== Your assignment ==
Your answer should be a single number, the count of lines in the material with the string "negative".

== Recorded information ==
Content starts
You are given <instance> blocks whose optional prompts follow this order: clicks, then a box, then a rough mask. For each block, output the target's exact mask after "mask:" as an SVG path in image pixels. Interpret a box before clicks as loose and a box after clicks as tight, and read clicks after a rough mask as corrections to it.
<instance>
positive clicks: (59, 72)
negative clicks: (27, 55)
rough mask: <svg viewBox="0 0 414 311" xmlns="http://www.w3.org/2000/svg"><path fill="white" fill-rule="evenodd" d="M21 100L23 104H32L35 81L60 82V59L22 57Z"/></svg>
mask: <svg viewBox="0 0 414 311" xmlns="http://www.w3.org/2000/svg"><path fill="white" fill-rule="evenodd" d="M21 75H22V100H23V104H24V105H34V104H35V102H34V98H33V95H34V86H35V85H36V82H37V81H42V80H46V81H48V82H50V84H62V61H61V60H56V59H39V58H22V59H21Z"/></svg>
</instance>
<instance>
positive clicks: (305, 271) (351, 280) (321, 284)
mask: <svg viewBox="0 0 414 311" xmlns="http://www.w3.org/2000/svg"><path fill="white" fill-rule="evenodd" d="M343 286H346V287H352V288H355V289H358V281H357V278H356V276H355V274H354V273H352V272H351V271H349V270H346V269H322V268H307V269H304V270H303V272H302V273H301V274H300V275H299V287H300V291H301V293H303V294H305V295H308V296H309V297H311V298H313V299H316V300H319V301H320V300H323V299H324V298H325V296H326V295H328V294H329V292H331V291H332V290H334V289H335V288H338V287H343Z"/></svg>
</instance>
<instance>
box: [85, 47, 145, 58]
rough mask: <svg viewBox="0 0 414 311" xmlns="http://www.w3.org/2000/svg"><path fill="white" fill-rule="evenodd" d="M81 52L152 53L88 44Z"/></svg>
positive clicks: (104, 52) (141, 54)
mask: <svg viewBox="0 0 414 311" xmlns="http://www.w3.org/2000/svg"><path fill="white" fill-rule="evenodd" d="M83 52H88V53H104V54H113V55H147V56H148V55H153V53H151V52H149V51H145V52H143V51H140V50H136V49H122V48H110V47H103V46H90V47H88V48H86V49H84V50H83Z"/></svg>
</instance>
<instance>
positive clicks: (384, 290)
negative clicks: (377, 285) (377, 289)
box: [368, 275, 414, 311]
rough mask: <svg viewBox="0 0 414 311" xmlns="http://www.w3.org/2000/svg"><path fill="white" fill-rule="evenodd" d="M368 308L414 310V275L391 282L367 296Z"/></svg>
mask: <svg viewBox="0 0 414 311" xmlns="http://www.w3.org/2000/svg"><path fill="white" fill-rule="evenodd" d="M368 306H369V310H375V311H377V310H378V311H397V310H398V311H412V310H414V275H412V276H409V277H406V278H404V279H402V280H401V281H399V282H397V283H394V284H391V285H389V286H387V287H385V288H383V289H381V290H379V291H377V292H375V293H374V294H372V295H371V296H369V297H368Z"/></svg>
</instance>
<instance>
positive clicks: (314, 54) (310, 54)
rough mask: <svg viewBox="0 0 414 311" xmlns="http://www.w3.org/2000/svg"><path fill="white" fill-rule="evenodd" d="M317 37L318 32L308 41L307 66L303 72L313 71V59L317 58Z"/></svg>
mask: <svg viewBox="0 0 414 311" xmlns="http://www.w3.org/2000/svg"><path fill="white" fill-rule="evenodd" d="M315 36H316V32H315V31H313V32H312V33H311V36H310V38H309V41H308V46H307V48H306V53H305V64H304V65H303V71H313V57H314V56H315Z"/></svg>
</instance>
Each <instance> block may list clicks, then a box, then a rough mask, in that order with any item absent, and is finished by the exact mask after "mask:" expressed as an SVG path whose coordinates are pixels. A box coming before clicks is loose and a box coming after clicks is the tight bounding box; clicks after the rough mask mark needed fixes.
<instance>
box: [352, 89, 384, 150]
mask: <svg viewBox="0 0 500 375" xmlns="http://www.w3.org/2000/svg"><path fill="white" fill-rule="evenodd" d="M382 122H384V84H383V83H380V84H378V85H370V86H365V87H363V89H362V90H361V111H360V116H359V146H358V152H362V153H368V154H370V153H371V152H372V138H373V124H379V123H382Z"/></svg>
Content ends
== Answer box ==
2